# SUPPLIED TEXT
============================================================
We can also print out the coordinate reference system, map projection, for each dataframe to confirm they are the same.
print(admin.crs)
print(populated.crs)
print(railroads.crs)
{u'lon_0': 134, u'ellps': u'GRS80', u'y_0': 0, u'no_defs': True, u'proj': u'lcc', u'x_0': 0, u'units': u'm', u'lat_2': -36, u'lat_1': -18, u'lat_0': 0}
{u'lon_0': 134, u'ellps': u'GRS80', u'y_0': 0, u'no_defs': True, u'proj': u'lcc', u'x_0': 0, u'units': u'm', u'lat_2': -36, u'lat_1': -18, u'lat_0': 0}
{u'lon_0': 134, u'ellps': u'GRS80', u'y_0': 0, u'no_defs': True, u'proj': u'lcc', u'x_0': 0, u'units': u'm', u'lat_2': -36, u'lat_1': -18, u'lat_0': 0}
admin.plot()
populated.plot()
railroads.plot()
<matplotlib.axes._subplots.AxesSubplot at 0x1a8fce10>
That’s nice if we want to see each layer individually, but that’s not really a map is it? We want to explore the relationship between the features. We need to seem them all overlaid. To do that, we need to establish a figure first, and an axes object, then pass that to the plot function. Some of matplotlib was covered in a previous chapter, and will not be covered here. If you jumped to this section this may be a little confusing.
Begin by importing matplotlib:
import matplotlib.pyplot as plt
Then creating a new subplot which returns figure and axes objects. I’ve set the figure size to 6x6 inches. Then set the aspect ratio to equal, which works best for mapping. This means we will scale both the x and y axes equally. Now when we call the plot function on each of the dataframes, we pass the ax argument with the axes from our subplot. This means that each dataframe will be plotted in the same figure.
fig, ax = plt.subplots(figsize=(6,6))
ax.set_aspect('equal')
admin.plot(ax=ax)
============================================================
# DATASET RECORDS
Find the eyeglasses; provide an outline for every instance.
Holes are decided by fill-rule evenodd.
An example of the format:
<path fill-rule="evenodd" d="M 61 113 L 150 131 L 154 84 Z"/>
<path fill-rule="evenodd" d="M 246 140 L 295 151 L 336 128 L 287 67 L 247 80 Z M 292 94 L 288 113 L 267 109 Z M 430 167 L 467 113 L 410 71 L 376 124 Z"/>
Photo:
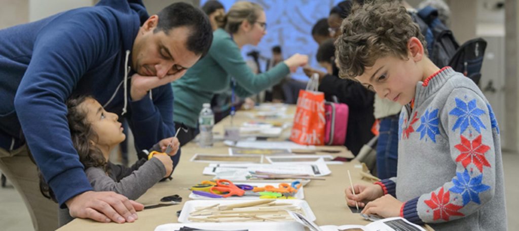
============================================================
# BRIEF
In the mapping tutorial above, what figure size is chosen for the new subplot?

# THE RESPONSE
6 by 6 inches.